> EXCERPTED TEXT:
· · ·

# Integer-valued polynomial rings#

AUTHORS:

• Frédéric Chapoton (2023-03): Initial version

class sage.rings.polynomial.integer_valued_polynomials.IntegerValuedPolynomialRing(R)[source]#

The integer-valued polynomial ring over a base ring $$R$$.

Integer-valued polynomial rings are commutative and associative algebras, with a basis indexed by non-negative integers.

There are two natural bases, made of the sequence $$\binom{x}{n}$$ for $$n \geq 0$$ (the binomial basis) and of the other sequence $$\binom{x+n}{n}$$ for $$n \geq 0$$ (the shifted basis).

· · ·

> WHAT IS ASKED:
[a] Answer these from the integer-valued polynomial ring documentation:
(i) Who wrote the initial version, and when?
(ii) What indexes the basis of these rings?
(iii) Which sequence makes up the shifted basis?
[b] Write the next part of the integer-valued polynomial ring documentation, following its last sentence.
The material has no connection to the integer-valued polynomial ring documentation.

> MATERIAL:
· · ·

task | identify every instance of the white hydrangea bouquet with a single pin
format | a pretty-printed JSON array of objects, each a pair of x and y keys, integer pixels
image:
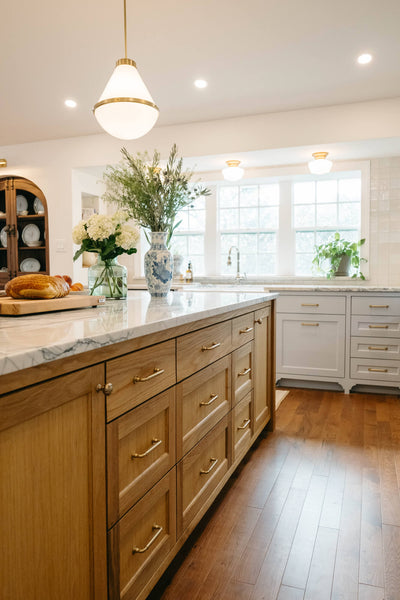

· · ·

> TASK RESULTS:
[a]
(i) Frédéric Chapoton, in 2023-03.
(ii) Non-negative integers.
(iii) The sequence $$\binom{x+n}{n}$$ for $$n \geq 0$$.

[b]
These two bases are available as follows:

sage: B = IntegerValuedPolynomialRing(QQ).Binomial()
sage: S = IntegerValuedPolynomialRing(QQ).Shifted()

>>> from sage.all import *
>>> B = IntegerValuedPolynomialRing(QQ).Binomial()
>>> S = IntegerValuedPolynomialRing(QQ).Shifted()


or by using the shortcuts:

sage: B = IntegerValuedPolynomialRing(QQ).B()
sage: S = IntegerValuedPolynomialRing(QQ).S()

>>> from sage.all import *
>>> B = IntegerValuedPolynomialRing(QQ).B()
>>> S = IntegerValuedPolynomialRing(QQ).S()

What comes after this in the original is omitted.